(Dataset extract Opens)
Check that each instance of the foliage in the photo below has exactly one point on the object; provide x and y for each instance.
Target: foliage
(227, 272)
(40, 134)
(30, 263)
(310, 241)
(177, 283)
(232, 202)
(Dataset extract Closes)
## Exercise
Each of the records above is to be copied exactly.

## Response box
Check that each instance of the foliage in the photo below has exactly one point on the object; provide x and y for each instance.
Target: foliage
(227, 272)
(40, 134)
(30, 263)
(310, 241)
(177, 283)
(232, 202)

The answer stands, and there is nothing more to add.